**Record extracts**
========

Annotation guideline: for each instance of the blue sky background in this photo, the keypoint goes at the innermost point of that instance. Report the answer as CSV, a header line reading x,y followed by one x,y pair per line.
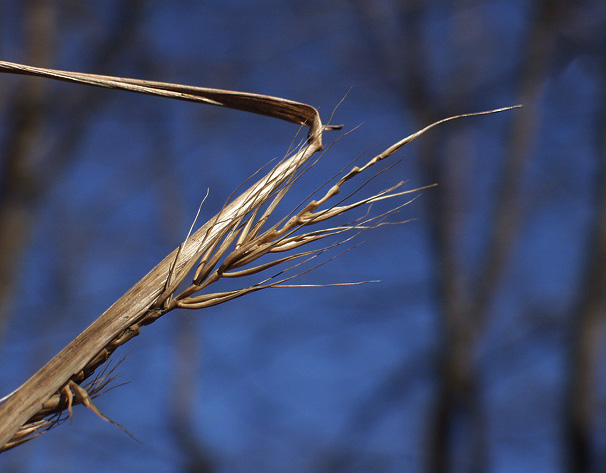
x,y
327,379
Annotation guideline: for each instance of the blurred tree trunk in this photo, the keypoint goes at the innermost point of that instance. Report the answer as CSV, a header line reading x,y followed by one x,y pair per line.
x,y
587,330
20,181
30,166
456,423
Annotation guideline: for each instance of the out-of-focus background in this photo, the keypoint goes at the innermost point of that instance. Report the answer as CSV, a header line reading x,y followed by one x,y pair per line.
x,y
482,349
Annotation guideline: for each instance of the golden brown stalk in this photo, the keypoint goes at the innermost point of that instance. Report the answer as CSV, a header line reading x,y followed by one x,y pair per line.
x,y
227,246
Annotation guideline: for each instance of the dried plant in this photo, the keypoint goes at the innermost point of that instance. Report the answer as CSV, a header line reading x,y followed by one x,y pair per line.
x,y
229,245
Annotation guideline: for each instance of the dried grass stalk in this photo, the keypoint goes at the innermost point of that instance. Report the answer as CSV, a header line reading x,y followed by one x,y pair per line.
x,y
227,246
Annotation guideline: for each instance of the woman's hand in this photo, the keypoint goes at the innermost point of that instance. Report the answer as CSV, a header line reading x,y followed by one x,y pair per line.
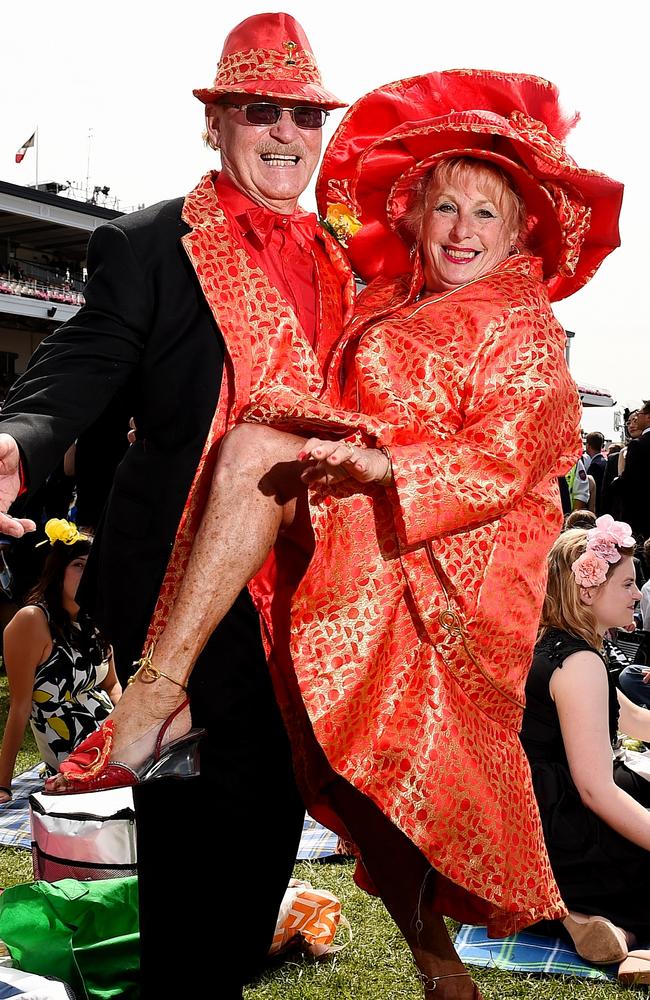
x,y
332,461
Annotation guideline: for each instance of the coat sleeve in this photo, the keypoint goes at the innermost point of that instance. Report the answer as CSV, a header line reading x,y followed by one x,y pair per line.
x,y
77,370
521,420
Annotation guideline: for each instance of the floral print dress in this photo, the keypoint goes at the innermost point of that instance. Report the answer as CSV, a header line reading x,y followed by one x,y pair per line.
x,y
67,702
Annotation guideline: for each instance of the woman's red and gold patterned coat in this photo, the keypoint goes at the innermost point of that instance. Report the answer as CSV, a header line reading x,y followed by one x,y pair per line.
x,y
414,624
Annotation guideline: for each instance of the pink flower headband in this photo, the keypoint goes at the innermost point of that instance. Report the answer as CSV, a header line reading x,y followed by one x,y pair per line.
x,y
603,544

========

**Work required**
Only the lines from the one with "Annotation guideline: for each instance of the floral" through the end of the data belong in the answer, each reproduced exactly.

**Finished task**
Annotation guideline: for each instance of the floral print dress in this photo, the keypoint goes at the innermost point of that instance. Report the answer as CSV, a header line reading x,y followed by one x,y pair per line.
x,y
67,702
Annotation guideline: for each instance of the woman's red and gold patterned coat in this photo, the keypoint goes at the innermost point of that instance. Report the answer as CSV, a header line reading x,y followed by one x,y pair per line.
x,y
414,624
Annotation guideline: for each instance of the pink flower headband in this photo, the keypoint goes at the innermost point of that instance. Report the answer as CSV, a header line reading x,y followed by one x,y pair per line.
x,y
603,544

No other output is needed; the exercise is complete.